▸ CHALLENGE:
State how many lines of the listing below contain the string "house", matching case exactly. Reply with only the number.

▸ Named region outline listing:
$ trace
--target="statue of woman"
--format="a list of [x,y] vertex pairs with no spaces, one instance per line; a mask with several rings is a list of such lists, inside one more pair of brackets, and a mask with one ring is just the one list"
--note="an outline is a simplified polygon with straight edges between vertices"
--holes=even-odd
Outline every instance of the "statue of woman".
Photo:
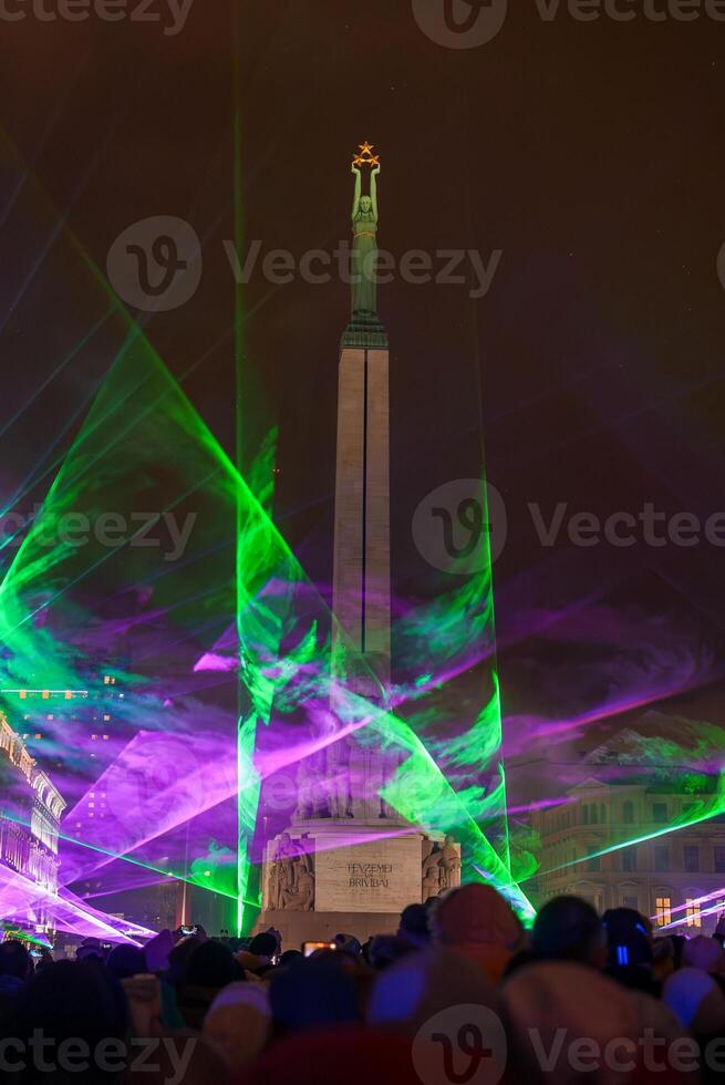
[[355,196],[352,204],[352,312],[363,320],[377,313],[377,174],[370,172],[370,196],[362,195],[362,174],[353,164]]

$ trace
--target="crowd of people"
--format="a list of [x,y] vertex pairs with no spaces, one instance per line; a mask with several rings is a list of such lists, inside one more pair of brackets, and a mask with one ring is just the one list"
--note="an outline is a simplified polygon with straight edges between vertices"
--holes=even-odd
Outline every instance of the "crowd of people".
[[657,936],[550,900],[527,931],[490,886],[412,905],[395,934],[309,955],[163,931],[75,960],[0,944],[0,1076],[137,1085],[591,1085],[725,1079],[725,920]]

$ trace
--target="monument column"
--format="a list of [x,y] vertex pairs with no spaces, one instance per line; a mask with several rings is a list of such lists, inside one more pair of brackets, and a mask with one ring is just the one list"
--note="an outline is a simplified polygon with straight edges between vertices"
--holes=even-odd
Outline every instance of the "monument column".
[[[370,192],[363,172],[370,169]],[[383,751],[369,710],[391,682],[387,335],[377,316],[380,158],[352,164],[351,314],[340,344],[328,744],[298,773],[289,831],[268,841],[265,911],[286,944],[394,932],[401,910],[457,877],[456,846],[408,825],[382,798],[398,757]],[[352,716],[352,720],[351,720]],[[362,730],[359,730],[362,728]],[[438,834],[438,836],[441,836]],[[447,880],[446,880],[447,879]],[[432,887],[436,887],[435,890]]]

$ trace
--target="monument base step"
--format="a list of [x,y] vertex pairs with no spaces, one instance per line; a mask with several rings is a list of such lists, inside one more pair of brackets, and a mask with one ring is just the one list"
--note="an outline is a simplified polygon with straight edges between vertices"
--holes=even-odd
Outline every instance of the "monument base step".
[[255,934],[273,927],[282,936],[282,952],[301,949],[303,942],[331,942],[335,934],[354,934],[366,942],[374,934],[394,934],[400,912],[267,911],[261,912]]

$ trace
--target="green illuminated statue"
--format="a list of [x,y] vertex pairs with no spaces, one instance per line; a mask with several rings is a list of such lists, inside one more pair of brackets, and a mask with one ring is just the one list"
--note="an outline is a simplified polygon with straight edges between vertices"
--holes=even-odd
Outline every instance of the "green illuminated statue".
[[[371,320],[377,313],[377,175],[380,161],[370,144],[361,144],[352,172],[355,195],[352,204],[352,312],[353,320]],[[361,166],[370,165],[370,195],[362,195]]]

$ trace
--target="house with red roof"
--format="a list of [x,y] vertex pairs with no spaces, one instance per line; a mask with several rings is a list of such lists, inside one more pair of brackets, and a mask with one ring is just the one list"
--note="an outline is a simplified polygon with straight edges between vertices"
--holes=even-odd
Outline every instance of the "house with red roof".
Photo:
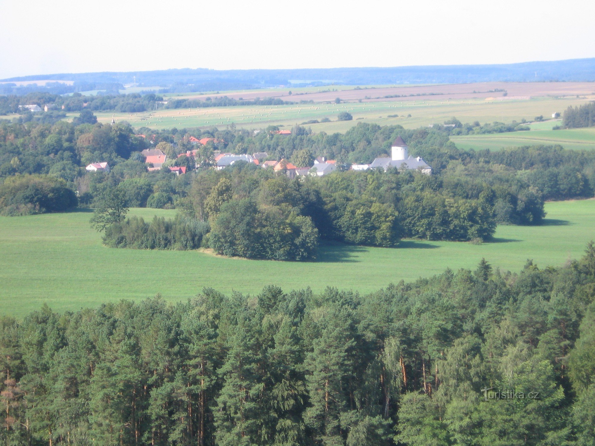
[[183,175],[186,173],[186,166],[176,166],[175,167],[170,167],[170,171],[173,172],[177,175]]
[[296,169],[297,168],[292,164],[289,161],[286,161],[284,158],[281,159],[275,165],[273,169],[275,172],[285,172],[286,175],[287,175],[290,178],[295,178],[296,177]]
[[291,130],[277,130],[274,132],[275,134],[281,135],[282,136],[289,136],[292,134]]
[[262,167],[266,169],[267,167],[274,167],[277,165],[278,161],[275,161],[272,159],[270,159],[268,161],[265,161],[262,163]]

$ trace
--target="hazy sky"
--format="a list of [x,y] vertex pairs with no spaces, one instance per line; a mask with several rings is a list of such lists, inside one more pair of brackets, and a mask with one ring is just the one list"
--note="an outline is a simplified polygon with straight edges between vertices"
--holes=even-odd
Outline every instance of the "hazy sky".
[[0,0],[0,78],[593,57],[594,17],[593,0]]

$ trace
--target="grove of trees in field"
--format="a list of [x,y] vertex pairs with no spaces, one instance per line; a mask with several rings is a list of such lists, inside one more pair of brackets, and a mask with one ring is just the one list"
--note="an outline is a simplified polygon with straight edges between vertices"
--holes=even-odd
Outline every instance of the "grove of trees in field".
[[578,107],[568,107],[562,117],[562,123],[566,128],[595,125],[595,102],[588,102]]
[[482,260],[365,296],[44,306],[0,318],[0,441],[590,445],[594,298],[591,243],[562,268]]

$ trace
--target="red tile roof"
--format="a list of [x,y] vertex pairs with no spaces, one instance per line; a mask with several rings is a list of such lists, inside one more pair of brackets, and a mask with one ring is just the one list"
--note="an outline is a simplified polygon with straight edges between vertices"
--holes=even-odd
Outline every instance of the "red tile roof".
[[283,165],[284,164],[285,165],[284,168],[287,169],[287,170],[289,170],[290,169],[295,169],[295,168],[296,168],[295,166],[294,166],[293,164],[292,164],[289,161],[286,161],[285,159],[281,159],[280,161],[279,161],[279,162],[278,162],[275,165],[275,167],[273,168],[273,170],[281,170],[281,169],[284,168],[283,168]]
[[164,155],[149,155],[145,159],[145,162],[147,163],[150,162],[153,165],[155,165],[156,164],[159,164],[159,165],[161,165],[161,164],[163,164],[163,163],[165,162],[165,158],[166,156]]

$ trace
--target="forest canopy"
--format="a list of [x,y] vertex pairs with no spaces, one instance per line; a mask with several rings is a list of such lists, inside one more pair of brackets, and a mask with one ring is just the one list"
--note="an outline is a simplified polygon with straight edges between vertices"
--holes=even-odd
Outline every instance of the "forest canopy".
[[0,318],[8,444],[577,444],[594,438],[595,246],[369,294],[203,290]]

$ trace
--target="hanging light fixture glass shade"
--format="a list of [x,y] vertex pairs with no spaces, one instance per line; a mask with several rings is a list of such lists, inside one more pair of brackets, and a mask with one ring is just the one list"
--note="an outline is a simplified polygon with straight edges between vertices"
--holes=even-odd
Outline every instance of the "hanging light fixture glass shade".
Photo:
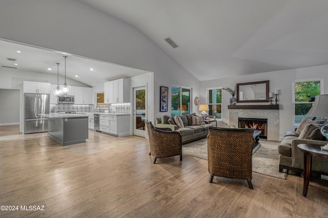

▸ TASK ANSWER:
2